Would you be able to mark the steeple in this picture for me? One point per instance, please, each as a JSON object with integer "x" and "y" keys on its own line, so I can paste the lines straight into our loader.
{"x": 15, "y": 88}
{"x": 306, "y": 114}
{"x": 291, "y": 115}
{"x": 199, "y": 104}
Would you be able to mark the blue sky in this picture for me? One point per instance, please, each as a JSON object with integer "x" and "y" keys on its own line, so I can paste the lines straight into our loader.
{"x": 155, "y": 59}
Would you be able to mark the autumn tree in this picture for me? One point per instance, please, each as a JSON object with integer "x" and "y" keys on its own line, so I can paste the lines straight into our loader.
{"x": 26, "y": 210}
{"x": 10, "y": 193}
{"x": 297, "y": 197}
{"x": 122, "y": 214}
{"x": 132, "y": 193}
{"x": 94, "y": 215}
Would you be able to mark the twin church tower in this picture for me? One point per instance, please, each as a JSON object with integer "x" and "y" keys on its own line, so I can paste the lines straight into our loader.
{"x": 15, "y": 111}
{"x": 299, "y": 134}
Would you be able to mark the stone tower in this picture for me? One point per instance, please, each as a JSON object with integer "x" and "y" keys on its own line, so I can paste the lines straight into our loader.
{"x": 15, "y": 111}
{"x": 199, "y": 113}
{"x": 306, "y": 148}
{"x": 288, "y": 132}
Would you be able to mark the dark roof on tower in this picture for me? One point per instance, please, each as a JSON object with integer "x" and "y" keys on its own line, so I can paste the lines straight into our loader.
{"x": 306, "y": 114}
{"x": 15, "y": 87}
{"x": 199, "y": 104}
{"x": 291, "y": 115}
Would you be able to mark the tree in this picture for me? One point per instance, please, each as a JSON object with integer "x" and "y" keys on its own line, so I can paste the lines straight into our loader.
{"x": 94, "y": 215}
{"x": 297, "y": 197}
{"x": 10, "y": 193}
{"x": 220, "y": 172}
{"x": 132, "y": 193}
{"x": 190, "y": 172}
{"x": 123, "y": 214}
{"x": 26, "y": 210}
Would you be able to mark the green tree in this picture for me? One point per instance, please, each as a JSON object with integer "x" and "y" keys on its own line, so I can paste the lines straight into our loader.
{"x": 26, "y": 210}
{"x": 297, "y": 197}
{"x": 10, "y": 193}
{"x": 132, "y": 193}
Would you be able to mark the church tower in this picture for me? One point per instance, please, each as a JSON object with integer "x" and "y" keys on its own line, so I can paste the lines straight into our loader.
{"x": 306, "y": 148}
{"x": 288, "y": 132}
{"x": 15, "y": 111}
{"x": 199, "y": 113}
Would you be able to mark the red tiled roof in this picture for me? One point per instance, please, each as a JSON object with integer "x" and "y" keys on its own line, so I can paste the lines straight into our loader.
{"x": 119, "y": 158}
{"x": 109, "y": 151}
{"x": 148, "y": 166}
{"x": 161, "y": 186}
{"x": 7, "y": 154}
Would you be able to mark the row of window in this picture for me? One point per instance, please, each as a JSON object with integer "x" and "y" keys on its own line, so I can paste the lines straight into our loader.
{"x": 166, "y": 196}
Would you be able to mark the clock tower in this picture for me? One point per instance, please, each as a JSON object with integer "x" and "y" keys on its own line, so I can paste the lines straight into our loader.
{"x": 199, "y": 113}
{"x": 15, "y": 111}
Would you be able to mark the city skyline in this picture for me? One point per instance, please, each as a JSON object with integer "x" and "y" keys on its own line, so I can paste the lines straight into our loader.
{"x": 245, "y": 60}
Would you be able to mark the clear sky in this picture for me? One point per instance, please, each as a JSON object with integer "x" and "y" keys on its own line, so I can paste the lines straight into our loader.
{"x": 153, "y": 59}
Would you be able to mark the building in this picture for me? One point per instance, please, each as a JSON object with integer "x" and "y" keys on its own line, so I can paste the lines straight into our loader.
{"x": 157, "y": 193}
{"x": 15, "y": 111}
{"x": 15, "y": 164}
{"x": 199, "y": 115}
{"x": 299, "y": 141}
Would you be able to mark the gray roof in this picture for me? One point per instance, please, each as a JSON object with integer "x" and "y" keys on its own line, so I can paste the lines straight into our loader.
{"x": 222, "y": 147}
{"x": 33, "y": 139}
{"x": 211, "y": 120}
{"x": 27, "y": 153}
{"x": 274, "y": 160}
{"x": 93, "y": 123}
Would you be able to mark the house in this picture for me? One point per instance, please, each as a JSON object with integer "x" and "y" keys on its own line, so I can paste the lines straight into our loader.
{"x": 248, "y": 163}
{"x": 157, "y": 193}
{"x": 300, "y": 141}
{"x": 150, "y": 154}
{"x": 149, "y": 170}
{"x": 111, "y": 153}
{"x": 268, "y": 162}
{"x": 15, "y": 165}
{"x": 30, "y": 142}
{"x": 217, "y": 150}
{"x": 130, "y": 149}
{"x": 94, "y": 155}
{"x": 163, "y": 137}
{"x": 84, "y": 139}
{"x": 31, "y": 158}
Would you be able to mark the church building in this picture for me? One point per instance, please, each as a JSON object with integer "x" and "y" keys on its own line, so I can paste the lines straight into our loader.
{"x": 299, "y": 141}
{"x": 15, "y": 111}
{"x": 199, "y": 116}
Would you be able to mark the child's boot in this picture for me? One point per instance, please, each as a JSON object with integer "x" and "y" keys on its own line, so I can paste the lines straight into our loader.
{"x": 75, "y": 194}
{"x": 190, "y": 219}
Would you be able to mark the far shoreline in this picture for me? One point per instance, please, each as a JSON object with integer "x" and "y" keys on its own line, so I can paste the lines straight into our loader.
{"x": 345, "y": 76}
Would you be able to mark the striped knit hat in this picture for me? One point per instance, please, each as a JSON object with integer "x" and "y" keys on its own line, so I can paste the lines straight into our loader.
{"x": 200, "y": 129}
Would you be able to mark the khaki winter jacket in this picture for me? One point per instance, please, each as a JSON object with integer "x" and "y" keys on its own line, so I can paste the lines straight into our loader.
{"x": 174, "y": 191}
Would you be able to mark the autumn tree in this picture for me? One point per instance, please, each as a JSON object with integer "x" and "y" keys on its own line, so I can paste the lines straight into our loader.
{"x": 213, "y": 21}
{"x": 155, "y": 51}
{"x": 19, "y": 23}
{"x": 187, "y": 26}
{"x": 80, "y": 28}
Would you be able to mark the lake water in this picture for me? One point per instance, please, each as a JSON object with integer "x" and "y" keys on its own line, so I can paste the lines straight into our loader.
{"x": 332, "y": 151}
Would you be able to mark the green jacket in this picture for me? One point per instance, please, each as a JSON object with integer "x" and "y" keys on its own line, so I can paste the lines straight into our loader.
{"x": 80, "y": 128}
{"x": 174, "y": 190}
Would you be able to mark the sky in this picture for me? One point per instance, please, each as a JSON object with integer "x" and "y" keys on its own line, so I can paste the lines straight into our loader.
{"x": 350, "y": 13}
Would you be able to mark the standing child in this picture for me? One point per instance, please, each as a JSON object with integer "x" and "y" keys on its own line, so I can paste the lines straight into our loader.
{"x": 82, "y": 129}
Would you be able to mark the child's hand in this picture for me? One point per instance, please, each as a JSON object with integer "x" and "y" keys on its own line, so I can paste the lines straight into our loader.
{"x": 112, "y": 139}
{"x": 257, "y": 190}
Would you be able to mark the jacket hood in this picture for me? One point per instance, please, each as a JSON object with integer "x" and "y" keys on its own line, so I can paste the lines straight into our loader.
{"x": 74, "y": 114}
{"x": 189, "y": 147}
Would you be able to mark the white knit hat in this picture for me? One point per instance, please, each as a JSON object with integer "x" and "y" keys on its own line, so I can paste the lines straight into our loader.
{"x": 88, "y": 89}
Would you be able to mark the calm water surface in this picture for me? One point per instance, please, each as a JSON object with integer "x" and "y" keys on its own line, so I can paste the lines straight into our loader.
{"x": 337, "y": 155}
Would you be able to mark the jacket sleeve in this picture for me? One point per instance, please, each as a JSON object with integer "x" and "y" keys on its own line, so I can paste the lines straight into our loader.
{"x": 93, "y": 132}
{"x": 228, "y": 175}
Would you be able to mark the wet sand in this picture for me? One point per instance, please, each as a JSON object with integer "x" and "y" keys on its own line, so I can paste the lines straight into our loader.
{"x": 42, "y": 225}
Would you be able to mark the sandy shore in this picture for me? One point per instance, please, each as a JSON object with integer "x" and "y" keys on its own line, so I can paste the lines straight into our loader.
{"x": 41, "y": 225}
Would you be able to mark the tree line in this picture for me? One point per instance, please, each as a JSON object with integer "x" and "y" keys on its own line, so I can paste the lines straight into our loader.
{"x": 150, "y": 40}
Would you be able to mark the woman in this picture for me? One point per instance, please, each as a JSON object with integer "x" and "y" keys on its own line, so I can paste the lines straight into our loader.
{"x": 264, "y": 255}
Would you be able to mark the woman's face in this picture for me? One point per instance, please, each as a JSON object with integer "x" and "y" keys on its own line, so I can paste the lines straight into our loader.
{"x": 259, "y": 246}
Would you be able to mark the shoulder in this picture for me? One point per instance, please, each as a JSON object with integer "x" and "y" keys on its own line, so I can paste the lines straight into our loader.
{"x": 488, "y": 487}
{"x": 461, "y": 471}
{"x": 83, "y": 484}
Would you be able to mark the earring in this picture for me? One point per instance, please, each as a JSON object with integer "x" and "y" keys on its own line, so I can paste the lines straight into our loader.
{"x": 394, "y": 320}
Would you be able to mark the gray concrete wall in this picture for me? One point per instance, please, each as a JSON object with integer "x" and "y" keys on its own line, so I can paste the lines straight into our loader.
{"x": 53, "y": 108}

◆ ◆ ◆

Reproduce verbatim the lines above, starting at the line that contains "Would you be able to mark the wet" and stopping after the last line of the entries. Include both of those lines.

Would you be able to mark the wet sand in this picture for me? One point per instance, please, each as a JSON object with integer "x" and "y" keys on its own line, so I can paste the lines straight into our loader.
{"x": 42, "y": 225}
Would you be able to mark the sandy shore in this picture for me? One point per instance, please, each as a JSON object with integer "x" and "y" keys on its own line, so I can paste the lines straight into our loader.
{"x": 41, "y": 225}
Would you be able to mark the tree line in this picture for me? One point per instance, please, each as a JSON object with integer "x" and "y" keys on its own line, so I can paste the lines straight into our loader.
{"x": 150, "y": 40}
Would you be able to mark the woman in this picture for me? One point per instance, please, each as a JSON object with integer "x" and "y" keys on its own line, so I can paste the lines straight into our loader.
{"x": 264, "y": 255}
Would you be able to mark the woman's face in this picture for me? One point per instance, please, each as a JSON object with integer "x" and "y" keys on its own line, so I can paste the lines straight into our loader.
{"x": 259, "y": 246}
Would you be able to mark the shoulder in this picture for me? One point per instance, please, each as a JSON object with integer "x" and "y" keys on its own line, so I can paste the lines straight into our loader.
{"x": 488, "y": 487}
{"x": 461, "y": 471}
{"x": 83, "y": 484}
Would you be able to mark the earring in this picture for me? One point per instance, please, each as a JSON object with integer "x" and "y" keys on its own line, so I can paste the lines straight into our loader.
{"x": 394, "y": 320}
Would you be able to mark the gray concrete wall in this picture for me? One point per instance, please, each as a JSON object with integer "x" and "y" keys on its own line, so I can paste the lines straight into our loader.
{"x": 53, "y": 108}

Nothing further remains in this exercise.